- Data to use:
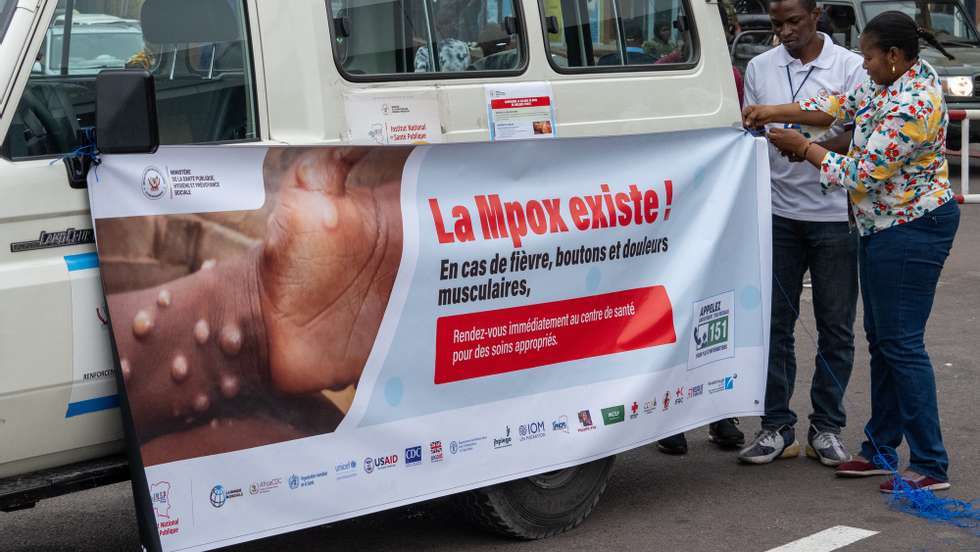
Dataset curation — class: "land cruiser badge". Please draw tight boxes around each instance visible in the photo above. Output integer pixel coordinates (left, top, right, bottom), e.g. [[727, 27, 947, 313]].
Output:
[[10, 228, 95, 253]]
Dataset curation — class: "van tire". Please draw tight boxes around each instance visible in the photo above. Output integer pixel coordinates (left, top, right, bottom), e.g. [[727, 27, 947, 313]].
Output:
[[456, 456, 616, 540]]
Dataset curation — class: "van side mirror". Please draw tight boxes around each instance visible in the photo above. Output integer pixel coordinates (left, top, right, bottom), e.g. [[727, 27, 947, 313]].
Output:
[[95, 69, 160, 153]]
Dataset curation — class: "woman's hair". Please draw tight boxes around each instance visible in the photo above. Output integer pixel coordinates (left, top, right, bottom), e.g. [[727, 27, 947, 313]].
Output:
[[864, 11, 954, 60]]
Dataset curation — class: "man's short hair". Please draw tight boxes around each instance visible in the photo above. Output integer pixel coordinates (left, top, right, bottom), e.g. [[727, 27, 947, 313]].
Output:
[[769, 0, 817, 11]]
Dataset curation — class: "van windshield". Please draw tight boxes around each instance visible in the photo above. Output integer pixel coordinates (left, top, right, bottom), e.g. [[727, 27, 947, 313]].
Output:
[[47, 28, 143, 74], [862, 0, 980, 46], [0, 0, 17, 42]]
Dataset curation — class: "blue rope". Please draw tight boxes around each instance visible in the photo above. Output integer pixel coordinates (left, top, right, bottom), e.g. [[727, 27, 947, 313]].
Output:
[[772, 272, 980, 536], [49, 127, 102, 182]]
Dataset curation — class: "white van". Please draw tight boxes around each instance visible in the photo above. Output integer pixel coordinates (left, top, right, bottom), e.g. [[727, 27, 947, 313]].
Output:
[[0, 0, 739, 538]]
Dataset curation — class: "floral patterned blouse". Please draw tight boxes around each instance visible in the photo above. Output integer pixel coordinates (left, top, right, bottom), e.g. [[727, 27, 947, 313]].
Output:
[[800, 60, 953, 236]]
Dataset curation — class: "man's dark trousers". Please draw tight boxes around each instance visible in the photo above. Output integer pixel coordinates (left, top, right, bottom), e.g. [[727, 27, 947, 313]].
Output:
[[762, 215, 858, 433]]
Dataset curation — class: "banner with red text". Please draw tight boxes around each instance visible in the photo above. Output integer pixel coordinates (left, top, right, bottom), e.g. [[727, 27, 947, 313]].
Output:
[[89, 129, 771, 550]]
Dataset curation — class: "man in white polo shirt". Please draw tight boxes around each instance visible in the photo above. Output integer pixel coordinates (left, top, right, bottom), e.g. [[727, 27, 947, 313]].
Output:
[[738, 0, 867, 466]]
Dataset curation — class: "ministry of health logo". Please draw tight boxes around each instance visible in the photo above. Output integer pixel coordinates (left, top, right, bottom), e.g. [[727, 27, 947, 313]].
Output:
[[142, 167, 167, 199]]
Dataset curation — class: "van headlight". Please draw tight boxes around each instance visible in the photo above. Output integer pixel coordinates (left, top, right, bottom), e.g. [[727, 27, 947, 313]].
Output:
[[943, 77, 973, 96]]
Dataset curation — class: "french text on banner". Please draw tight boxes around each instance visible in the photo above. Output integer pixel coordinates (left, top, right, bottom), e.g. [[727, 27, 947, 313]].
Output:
[[435, 286, 677, 384]]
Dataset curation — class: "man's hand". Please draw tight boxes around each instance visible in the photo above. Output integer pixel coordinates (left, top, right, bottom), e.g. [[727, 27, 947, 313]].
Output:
[[258, 148, 411, 393], [766, 128, 808, 157], [742, 105, 775, 128]]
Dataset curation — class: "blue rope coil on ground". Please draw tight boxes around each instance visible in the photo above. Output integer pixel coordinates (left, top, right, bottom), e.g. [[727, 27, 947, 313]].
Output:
[[772, 274, 980, 537]]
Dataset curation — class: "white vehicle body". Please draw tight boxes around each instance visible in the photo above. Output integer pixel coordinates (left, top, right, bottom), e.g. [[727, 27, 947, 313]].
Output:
[[0, 0, 739, 492]]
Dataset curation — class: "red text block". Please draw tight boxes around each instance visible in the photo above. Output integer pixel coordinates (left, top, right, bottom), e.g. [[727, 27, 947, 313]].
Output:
[[435, 286, 677, 384], [490, 96, 551, 109]]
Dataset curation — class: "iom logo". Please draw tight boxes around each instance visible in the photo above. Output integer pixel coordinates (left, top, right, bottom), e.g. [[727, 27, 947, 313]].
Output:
[[142, 167, 168, 199]]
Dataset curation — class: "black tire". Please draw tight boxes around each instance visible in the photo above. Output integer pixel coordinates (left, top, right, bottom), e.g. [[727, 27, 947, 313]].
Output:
[[456, 456, 616, 540]]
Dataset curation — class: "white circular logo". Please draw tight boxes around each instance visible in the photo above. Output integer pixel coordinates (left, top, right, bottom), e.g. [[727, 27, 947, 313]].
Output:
[[143, 167, 167, 203]]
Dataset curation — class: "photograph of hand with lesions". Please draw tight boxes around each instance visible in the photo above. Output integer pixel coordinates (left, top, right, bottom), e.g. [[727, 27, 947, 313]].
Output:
[[96, 147, 411, 466]]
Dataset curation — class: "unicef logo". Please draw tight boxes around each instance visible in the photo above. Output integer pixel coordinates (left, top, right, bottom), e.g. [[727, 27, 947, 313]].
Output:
[[211, 485, 228, 508], [142, 167, 167, 199]]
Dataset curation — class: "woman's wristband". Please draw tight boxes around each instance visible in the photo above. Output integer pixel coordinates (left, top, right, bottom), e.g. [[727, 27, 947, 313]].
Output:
[[800, 140, 813, 159]]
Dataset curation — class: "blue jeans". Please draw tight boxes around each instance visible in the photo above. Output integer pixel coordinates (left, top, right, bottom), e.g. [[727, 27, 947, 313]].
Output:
[[762, 215, 858, 433], [860, 202, 960, 481]]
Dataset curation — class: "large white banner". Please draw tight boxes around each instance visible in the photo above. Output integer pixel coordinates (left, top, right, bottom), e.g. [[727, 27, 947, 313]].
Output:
[[89, 129, 771, 550]]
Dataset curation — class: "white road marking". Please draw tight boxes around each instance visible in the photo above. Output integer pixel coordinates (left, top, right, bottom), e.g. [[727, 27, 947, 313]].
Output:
[[766, 525, 878, 552]]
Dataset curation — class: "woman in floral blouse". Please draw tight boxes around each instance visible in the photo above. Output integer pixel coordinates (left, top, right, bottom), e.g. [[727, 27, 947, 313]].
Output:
[[743, 12, 959, 492]]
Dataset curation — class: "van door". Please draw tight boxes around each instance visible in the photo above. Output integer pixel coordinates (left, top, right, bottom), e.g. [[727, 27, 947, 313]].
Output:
[[0, 0, 259, 477]]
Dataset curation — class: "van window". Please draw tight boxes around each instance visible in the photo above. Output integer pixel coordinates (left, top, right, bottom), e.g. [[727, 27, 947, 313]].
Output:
[[0, 0, 257, 160], [328, 0, 525, 80], [541, 0, 697, 72], [818, 4, 861, 50], [0, 0, 17, 42]]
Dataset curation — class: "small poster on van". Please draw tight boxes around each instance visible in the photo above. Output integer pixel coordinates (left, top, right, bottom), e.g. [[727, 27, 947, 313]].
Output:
[[344, 94, 444, 146], [484, 82, 558, 141]]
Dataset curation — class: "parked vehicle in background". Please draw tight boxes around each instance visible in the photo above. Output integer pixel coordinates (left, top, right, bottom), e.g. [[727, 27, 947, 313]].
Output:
[[731, 0, 980, 149], [0, 0, 740, 538], [34, 13, 143, 75]]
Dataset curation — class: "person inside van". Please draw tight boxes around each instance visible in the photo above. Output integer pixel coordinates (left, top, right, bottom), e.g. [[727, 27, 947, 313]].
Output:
[[415, 0, 471, 73], [643, 23, 680, 58]]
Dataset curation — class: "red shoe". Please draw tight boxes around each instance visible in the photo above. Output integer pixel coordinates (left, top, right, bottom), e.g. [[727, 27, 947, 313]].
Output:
[[878, 477, 951, 494], [835, 458, 892, 477]]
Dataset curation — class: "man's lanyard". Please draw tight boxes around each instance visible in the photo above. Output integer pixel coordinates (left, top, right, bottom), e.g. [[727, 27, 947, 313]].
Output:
[[786, 65, 816, 102]]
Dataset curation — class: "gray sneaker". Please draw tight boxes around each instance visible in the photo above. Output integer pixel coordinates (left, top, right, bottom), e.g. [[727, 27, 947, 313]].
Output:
[[806, 426, 851, 467], [738, 426, 800, 464]]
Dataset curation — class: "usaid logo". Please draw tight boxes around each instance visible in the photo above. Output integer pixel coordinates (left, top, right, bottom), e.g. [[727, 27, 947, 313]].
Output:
[[405, 445, 422, 466], [142, 167, 167, 203], [517, 420, 545, 441], [364, 451, 400, 473], [551, 415, 568, 433]]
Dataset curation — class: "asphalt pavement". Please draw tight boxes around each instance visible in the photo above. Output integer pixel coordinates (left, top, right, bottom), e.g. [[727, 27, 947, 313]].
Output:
[[0, 172, 980, 552]]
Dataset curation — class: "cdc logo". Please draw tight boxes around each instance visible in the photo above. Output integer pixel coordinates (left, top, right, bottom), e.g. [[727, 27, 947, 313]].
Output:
[[405, 446, 422, 466], [211, 485, 228, 508]]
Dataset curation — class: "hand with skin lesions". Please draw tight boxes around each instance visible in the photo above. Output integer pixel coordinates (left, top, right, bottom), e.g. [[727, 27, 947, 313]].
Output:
[[108, 148, 411, 441]]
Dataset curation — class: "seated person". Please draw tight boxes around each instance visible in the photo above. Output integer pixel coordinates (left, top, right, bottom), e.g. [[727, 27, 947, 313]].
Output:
[[415, 0, 470, 73]]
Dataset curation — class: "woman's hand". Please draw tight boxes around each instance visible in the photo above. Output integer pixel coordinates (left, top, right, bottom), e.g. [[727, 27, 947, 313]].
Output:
[[767, 128, 809, 158], [742, 105, 776, 128]]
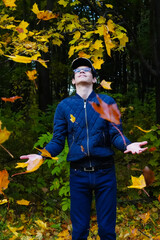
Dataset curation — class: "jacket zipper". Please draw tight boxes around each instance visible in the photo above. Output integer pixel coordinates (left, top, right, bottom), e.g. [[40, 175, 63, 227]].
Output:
[[84, 100, 92, 167]]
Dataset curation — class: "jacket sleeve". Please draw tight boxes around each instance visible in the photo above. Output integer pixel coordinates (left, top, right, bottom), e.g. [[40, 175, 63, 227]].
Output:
[[45, 103, 67, 157], [108, 98, 131, 151]]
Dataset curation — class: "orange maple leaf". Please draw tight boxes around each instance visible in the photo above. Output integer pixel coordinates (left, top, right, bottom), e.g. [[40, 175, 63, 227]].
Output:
[[3, 0, 16, 7], [1, 96, 22, 102], [90, 95, 121, 124], [0, 170, 9, 195], [26, 69, 37, 81]]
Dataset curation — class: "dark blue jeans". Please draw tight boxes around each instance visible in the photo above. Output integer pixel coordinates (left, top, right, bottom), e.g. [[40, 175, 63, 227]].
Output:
[[70, 166, 117, 240]]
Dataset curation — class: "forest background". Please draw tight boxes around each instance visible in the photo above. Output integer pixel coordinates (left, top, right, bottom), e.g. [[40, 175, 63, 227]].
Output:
[[0, 0, 160, 240]]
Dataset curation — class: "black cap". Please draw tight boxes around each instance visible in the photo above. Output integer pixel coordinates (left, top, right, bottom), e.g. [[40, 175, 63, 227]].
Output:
[[71, 57, 97, 77]]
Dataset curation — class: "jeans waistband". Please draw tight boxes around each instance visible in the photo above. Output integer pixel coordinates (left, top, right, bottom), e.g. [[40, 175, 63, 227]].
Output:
[[70, 156, 114, 169]]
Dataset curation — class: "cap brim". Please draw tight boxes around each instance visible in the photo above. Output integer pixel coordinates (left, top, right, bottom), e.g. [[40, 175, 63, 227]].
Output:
[[71, 58, 93, 70]]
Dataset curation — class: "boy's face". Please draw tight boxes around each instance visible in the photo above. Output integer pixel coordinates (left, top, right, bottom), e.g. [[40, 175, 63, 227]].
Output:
[[72, 66, 96, 85]]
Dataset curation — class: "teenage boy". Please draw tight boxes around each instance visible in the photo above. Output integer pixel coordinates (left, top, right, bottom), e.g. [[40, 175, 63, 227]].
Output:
[[21, 58, 147, 240]]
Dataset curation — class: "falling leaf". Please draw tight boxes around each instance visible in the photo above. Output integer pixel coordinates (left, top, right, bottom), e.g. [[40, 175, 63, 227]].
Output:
[[12, 158, 44, 177], [0, 170, 9, 194], [135, 125, 153, 133], [103, 26, 116, 57], [26, 69, 37, 81], [90, 95, 121, 124], [100, 80, 112, 90], [3, 0, 16, 7], [1, 96, 22, 102], [105, 4, 113, 8], [35, 219, 47, 229], [5, 53, 48, 68], [16, 199, 30, 206], [81, 145, 84, 152], [35, 148, 58, 160], [32, 3, 59, 21], [70, 114, 76, 123], [16, 20, 29, 41], [139, 212, 150, 224], [142, 166, 155, 187], [58, 0, 69, 7], [148, 147, 157, 152], [0, 198, 8, 205], [128, 174, 146, 189]]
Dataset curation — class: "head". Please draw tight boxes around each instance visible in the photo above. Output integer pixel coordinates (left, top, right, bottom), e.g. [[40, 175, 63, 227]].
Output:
[[71, 57, 97, 78]]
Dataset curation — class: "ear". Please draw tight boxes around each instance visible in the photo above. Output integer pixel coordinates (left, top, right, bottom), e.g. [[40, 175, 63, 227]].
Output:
[[92, 77, 97, 83]]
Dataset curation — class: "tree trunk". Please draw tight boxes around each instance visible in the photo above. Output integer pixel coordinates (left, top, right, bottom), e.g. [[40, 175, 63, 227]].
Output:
[[151, 0, 160, 124]]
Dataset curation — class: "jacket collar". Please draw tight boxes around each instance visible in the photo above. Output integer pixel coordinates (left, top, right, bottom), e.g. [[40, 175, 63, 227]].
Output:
[[75, 91, 96, 100]]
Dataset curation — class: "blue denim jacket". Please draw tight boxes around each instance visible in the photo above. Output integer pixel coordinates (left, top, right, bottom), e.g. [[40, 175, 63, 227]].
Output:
[[45, 91, 130, 161]]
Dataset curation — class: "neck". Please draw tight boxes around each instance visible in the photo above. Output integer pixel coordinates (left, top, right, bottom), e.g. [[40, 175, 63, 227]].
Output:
[[76, 85, 93, 99]]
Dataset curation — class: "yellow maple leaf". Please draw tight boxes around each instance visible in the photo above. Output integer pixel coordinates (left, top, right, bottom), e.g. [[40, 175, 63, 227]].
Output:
[[12, 158, 44, 173], [32, 3, 58, 21], [100, 80, 112, 90], [128, 174, 146, 189], [78, 51, 91, 58], [105, 4, 113, 8], [5, 55, 33, 63], [0, 124, 11, 144], [68, 46, 75, 58], [7, 225, 24, 237], [103, 26, 115, 57], [119, 33, 129, 48], [35, 148, 58, 160], [70, 114, 76, 123], [97, 16, 106, 24], [52, 38, 62, 46], [107, 19, 115, 32], [69, 31, 81, 45], [94, 25, 104, 36], [83, 31, 94, 38], [0, 198, 8, 205], [35, 219, 47, 229], [139, 212, 150, 224], [3, 0, 16, 7], [135, 125, 153, 133], [92, 40, 103, 50], [58, 0, 69, 7], [16, 199, 30, 206], [32, 3, 39, 14], [16, 20, 29, 33], [36, 58, 48, 68], [92, 57, 104, 69], [26, 69, 37, 81], [0, 169, 9, 194]]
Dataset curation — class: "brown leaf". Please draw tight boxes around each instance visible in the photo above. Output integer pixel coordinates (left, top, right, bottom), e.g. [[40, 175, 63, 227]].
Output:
[[90, 95, 121, 124]]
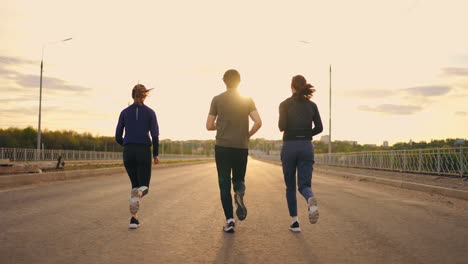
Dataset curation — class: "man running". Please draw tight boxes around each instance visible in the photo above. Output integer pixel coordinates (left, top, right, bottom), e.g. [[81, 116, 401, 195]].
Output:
[[206, 69, 262, 233]]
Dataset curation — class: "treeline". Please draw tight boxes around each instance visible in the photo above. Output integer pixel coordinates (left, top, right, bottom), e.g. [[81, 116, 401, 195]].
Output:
[[249, 138, 468, 154], [0, 127, 215, 155], [0, 127, 468, 155], [0, 127, 122, 151]]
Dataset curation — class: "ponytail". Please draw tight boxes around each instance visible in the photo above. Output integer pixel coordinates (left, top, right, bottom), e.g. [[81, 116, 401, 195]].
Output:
[[132, 84, 153, 105], [291, 75, 315, 99]]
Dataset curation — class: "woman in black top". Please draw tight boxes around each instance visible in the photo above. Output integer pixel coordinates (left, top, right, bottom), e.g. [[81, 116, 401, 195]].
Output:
[[278, 75, 323, 232], [115, 84, 159, 229]]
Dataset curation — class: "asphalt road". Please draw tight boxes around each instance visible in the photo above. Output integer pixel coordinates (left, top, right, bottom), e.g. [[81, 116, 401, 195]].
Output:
[[0, 159, 468, 264]]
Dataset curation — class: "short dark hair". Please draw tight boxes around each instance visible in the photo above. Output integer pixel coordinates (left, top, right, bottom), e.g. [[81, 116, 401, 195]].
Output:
[[223, 69, 240, 87]]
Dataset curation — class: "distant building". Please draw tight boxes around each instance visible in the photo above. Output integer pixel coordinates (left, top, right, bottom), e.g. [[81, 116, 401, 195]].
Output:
[[320, 135, 330, 143], [337, 140, 357, 146]]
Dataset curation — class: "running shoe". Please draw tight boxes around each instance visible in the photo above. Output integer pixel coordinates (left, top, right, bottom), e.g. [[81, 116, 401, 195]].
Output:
[[129, 188, 140, 215], [289, 221, 301, 232], [309, 197, 319, 224], [128, 216, 140, 229], [223, 221, 236, 233], [234, 193, 247, 221]]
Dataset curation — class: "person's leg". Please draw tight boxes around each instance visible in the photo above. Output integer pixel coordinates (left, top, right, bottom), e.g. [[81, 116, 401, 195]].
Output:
[[232, 149, 249, 221], [297, 140, 314, 201], [123, 145, 140, 229], [281, 141, 297, 217], [215, 146, 234, 220], [123, 146, 140, 189], [137, 145, 151, 197], [297, 142, 319, 224]]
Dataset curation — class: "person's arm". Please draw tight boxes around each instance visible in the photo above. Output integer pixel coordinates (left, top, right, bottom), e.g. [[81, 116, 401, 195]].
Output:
[[312, 105, 323, 136], [206, 96, 218, 131], [115, 112, 125, 145], [249, 110, 262, 138], [150, 111, 159, 165], [206, 114, 216, 131], [278, 103, 287, 132]]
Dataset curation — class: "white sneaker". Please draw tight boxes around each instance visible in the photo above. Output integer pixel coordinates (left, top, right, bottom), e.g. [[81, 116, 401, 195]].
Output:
[[289, 221, 301, 232], [128, 216, 140, 229], [129, 188, 140, 215], [309, 197, 319, 224]]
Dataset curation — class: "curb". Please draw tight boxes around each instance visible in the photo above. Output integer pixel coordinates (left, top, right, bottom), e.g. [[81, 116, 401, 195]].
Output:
[[257, 159, 468, 201], [0, 160, 213, 189]]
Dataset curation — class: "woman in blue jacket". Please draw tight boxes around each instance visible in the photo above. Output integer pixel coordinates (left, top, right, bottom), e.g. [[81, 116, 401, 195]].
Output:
[[278, 75, 323, 232], [115, 84, 159, 229]]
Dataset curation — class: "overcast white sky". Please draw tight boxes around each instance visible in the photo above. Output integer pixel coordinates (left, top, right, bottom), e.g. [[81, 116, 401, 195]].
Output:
[[0, 0, 468, 144]]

- What you need to do:
From the data, keep only the lines that contain the string "maple", treating uppercase and lowercase as different, and copy each of those lines out in full.

- Response for this exercise:
Dataset curation — class: "orange maple leaf". Please draw tight boxes around each instance visible in the photo above. Output integer pixel coordinates (left, top, right, bottom), e.g. [[40, 175, 63, 227]].
Dataset curation — class: "yellow maple leaf". Please draw tight boxes around each instance visible in the photo above. Output integer pixel coordinates (left, top, right, bottom), e.g. [[40, 175, 63, 227]].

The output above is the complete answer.